[Pointing and labeling entries]
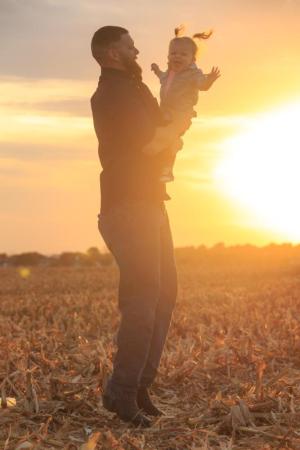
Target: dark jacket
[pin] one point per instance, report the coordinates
(125, 116)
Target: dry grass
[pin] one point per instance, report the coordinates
(229, 377)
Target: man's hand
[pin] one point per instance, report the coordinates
(213, 75)
(155, 68)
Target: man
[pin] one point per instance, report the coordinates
(133, 222)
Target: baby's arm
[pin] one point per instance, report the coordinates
(205, 81)
(159, 73)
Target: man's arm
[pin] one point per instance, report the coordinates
(159, 73)
(204, 82)
(122, 123)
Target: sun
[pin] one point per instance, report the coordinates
(261, 170)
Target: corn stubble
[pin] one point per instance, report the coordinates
(229, 377)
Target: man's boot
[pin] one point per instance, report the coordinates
(145, 403)
(123, 403)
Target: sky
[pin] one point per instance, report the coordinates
(232, 181)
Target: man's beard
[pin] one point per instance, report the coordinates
(133, 68)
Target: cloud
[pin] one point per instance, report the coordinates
(68, 107)
(38, 152)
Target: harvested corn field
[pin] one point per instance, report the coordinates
(230, 373)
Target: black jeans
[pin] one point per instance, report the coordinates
(139, 237)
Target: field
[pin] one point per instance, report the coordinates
(229, 376)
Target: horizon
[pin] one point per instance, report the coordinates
(246, 127)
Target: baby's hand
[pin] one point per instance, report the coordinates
(154, 67)
(214, 74)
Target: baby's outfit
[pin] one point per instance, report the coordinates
(178, 96)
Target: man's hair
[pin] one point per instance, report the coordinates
(102, 40)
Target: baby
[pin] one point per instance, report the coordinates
(178, 94)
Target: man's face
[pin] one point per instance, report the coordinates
(126, 50)
(125, 54)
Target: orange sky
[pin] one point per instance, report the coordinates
(49, 166)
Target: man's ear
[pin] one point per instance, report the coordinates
(113, 54)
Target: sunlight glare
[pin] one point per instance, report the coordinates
(260, 170)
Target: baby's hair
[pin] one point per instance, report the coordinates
(204, 35)
(190, 40)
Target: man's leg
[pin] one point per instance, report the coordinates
(165, 305)
(133, 234)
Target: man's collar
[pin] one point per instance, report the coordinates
(111, 72)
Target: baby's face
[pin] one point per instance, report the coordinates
(180, 56)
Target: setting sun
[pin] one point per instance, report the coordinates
(260, 170)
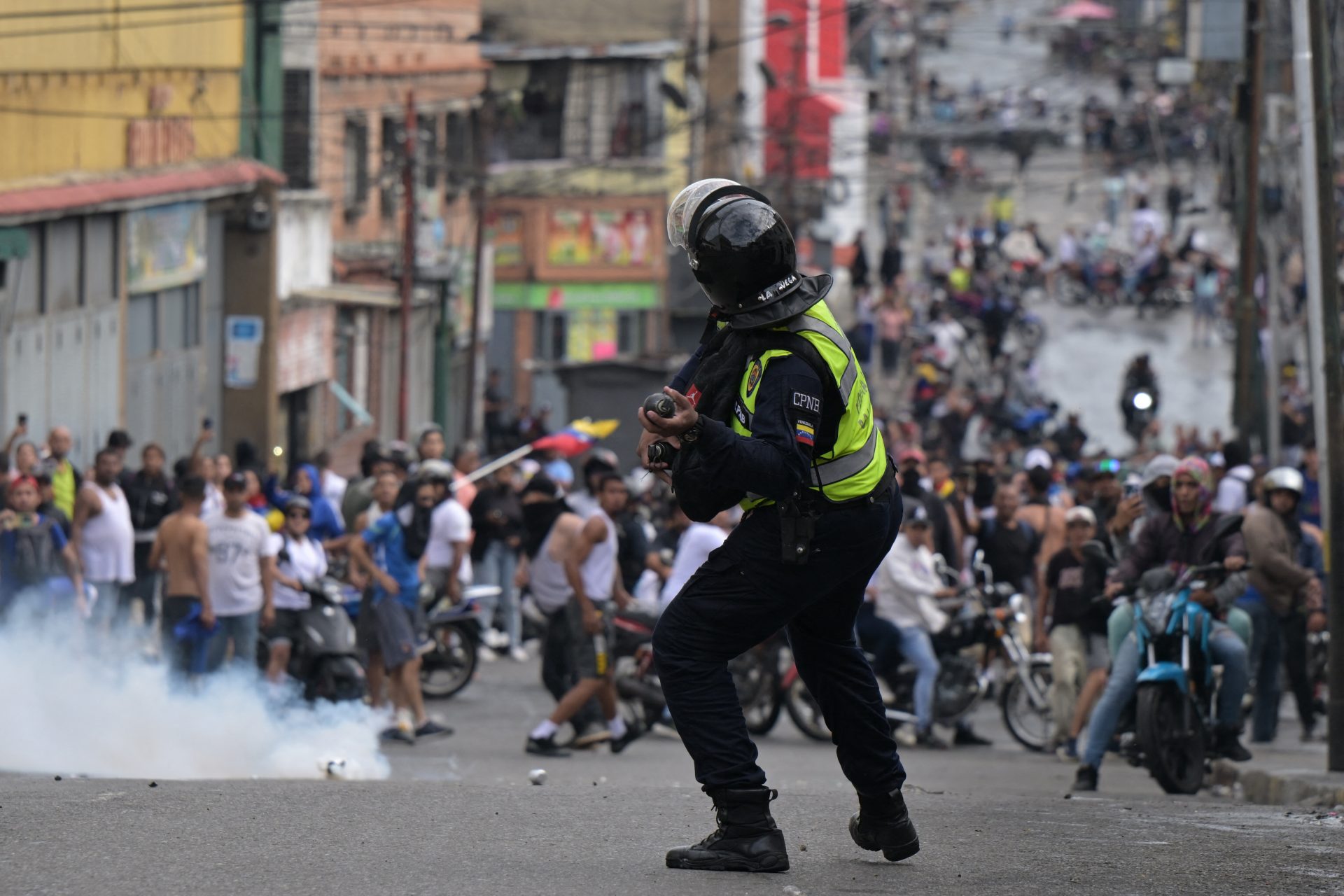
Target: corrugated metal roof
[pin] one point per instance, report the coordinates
(131, 188)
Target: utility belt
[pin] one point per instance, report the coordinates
(799, 516)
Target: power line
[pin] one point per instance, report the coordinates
(260, 115)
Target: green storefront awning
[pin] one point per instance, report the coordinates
(566, 296)
(14, 244)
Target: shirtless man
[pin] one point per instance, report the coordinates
(182, 548)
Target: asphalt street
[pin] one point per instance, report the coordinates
(1085, 354)
(458, 816)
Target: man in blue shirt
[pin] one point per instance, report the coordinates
(388, 550)
(33, 547)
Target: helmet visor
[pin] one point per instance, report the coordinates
(685, 206)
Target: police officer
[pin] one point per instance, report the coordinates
(773, 414)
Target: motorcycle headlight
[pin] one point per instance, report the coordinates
(1158, 613)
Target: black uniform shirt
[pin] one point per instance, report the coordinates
(777, 457)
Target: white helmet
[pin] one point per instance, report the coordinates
(1284, 479)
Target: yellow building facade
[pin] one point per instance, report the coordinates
(136, 248)
(134, 85)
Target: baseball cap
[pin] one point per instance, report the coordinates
(1082, 514)
(542, 484)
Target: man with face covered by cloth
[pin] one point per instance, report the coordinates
(773, 413)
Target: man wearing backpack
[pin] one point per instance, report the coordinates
(30, 546)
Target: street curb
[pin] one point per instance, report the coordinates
(1291, 788)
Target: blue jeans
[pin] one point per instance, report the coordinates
(918, 649)
(1265, 660)
(242, 630)
(498, 567)
(1227, 650)
(882, 640)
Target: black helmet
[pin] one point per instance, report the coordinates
(742, 253)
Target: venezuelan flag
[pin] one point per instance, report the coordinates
(575, 438)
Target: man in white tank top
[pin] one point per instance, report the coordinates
(594, 577)
(104, 538)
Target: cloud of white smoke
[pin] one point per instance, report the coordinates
(71, 706)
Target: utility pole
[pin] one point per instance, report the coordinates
(483, 166)
(1312, 86)
(1246, 324)
(916, 10)
(1273, 365)
(407, 266)
(797, 83)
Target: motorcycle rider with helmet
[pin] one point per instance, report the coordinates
(1139, 378)
(773, 413)
(1184, 536)
(1281, 593)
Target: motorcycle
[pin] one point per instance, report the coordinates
(1140, 410)
(454, 630)
(324, 659)
(1168, 727)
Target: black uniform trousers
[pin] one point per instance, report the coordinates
(743, 594)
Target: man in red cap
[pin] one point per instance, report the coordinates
(910, 465)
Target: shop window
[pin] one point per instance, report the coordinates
(191, 317)
(26, 276)
(636, 108)
(62, 281)
(629, 333)
(393, 150)
(298, 148)
(356, 166)
(531, 120)
(99, 270)
(460, 149)
(141, 326)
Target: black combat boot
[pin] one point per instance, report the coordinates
(885, 824)
(746, 839)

■ What the task asks ■
Leave the pictures out and output the rest of the listing exactly.

■ Correct response ■
Target: dark jacket
[pin] one point per instance, report the coordinates
(125, 116)
Target: dry grass
[pin] one point per instance, report the coordinates
(229, 377)
Target: man's hand
[pin] one point per instance, report the coordinates
(213, 75)
(155, 68)
Target: man
[pin] one point per instance, report the coordinates
(133, 222)
Target: baby's arm
[pin] one point per instance, report the coordinates
(205, 81)
(159, 73)
Target: man's arm
[pin] one point per instance, report the coordinates
(159, 73)
(204, 82)
(122, 123)
Target: sun
[pin] one point per instance, report the coordinates
(261, 170)
Target: corn stubble
[pin] one point per instance, report the coordinates
(229, 377)
Target: man's boot
[pin] one point per instance, report the coordinates
(145, 403)
(123, 403)
Target: sky
[pin] one point per instance, report the coordinates
(232, 181)
Target: man's beard
[pin] one point per instance, report the coordinates
(133, 68)
Target: cloud
[pin] one point per instance, report the coordinates
(68, 107)
(38, 152)
Target: harvested corn field
[pin] one point per instance, report the coordinates
(230, 373)
Target: black jeans
[pin] one point per instance, report the coordinates
(139, 237)
Target: field
[pin] one point per instance, report the coordinates
(229, 376)
Target: horizon
[pin] one point per instance, report the coordinates
(246, 127)
Target: baby's hand
[pin] one point per instance, report the coordinates
(154, 67)
(214, 74)
Target: baby's outfit
[pin] one point per instance, report the coordinates
(178, 96)
Target: man's hair
[pin] one point per instance, report the coordinates
(102, 40)
Target: baby
[pin] one point per instance, report the coordinates
(178, 94)
Target: man's face
[pin] one point per instance, report the coordinates
(126, 50)
(125, 54)
Target: orange sky
[pin] one point per instance, report the coordinates
(49, 166)
Target: man's ear
[pin] one point per instance, report the coordinates
(113, 54)
Target: sunlight glare
[pin] one point per instance, report the coordinates
(260, 170)
Target: baby's hair
[pin] one point per instance, report the coordinates
(204, 35)
(190, 40)
Target: man's leg
[pin] one point per instance, report the coordinates
(165, 305)
(133, 234)
Target: man's collar
[pin] one point per instance, report the coordinates
(111, 72)
Target: baby's face
[pin] one point per instance, report the coordinates
(180, 56)
Target: setting sun
[pin] one point per instance, report the coordinates
(260, 170)
Target: corrugated metal roof
[pin] one point per instance, report the coordinates
(131, 188)
Target: utility belt
[pin] one point per instance, report the coordinates
(799, 516)
Target: power line
[pin] one point per instance, report the coordinates
(260, 115)
Target: green storefront awning
[pin] one point per instance, report the coordinates
(566, 296)
(14, 244)
Target: shirtless man
[pin] one point per instance, report the coordinates
(182, 548)
Target: asphalt street
[pin] one point per instance, report the coordinates
(1085, 354)
(458, 816)
Target: man in blue shirt
[pin] one point per instance, report the coordinates
(388, 550)
(33, 547)
Target: helmet visor
[pin] one point per instance, report the coordinates
(685, 206)
Target: police officer
[pin] one point per instance, report the coordinates
(773, 414)
Target: motorcycle headlight
[pin] one point per instance, report the coordinates
(1158, 613)
Target: black uniform shirt
[pin] one point per instance, report the coordinates
(777, 457)
Target: white helmet
[pin] one point per instance, report the coordinates
(1284, 479)
Target: yellow building facade
[pin] one point per instance, report the coordinates
(136, 248)
(134, 85)
Target: baseball cap
[pin] one point per instance, report the coordinates
(1082, 514)
(542, 484)
Target: man with face covered by cloth
[pin] one point per instance, report the coordinates
(773, 413)
Target: man wearing backpack
[pin] one point per instance, report the coordinates
(30, 546)
Target: street curb
[pin] one point per instance, report the coordinates
(1291, 788)
Target: blue jeans
[pin] one point per instance, report the coordinates
(918, 649)
(1265, 660)
(242, 630)
(498, 567)
(1227, 650)
(882, 640)
Target: black helmet
[pin] one point per instance, report the coordinates
(742, 253)
Target: venezuelan flag
[pin] one point per instance, report the coordinates
(575, 438)
Target: man in white tank top
[pin] one point per instance, report the coordinates
(594, 577)
(104, 538)
Target: cloud of white smoke
[pin] one point per instance, report the coordinates
(71, 706)
Target: utility pole
[pin] one point per instance, report the coordinates
(483, 166)
(1312, 86)
(1246, 324)
(916, 10)
(1273, 365)
(407, 266)
(797, 83)
Target: motorcycle rider with helmet
[pin] one point per instance, report the coordinates
(1139, 378)
(773, 413)
(1184, 536)
(1281, 593)
Target: motorcycle
[pin] one point per instance, report the coordinates
(1140, 410)
(454, 630)
(324, 659)
(1168, 727)
Target: black uniform trousers
[pin] one point per instance, report the coordinates
(743, 594)
Target: man in red cap
[pin] one point per instance, report the coordinates
(910, 465)
Target: shop window
[pin] one point per instance, report the coordinates
(191, 317)
(26, 276)
(636, 108)
(62, 281)
(629, 333)
(393, 150)
(298, 148)
(356, 166)
(531, 120)
(99, 270)
(460, 149)
(141, 326)
Target: black combat boot
[pin] one point per instance, report the coordinates
(885, 824)
(746, 839)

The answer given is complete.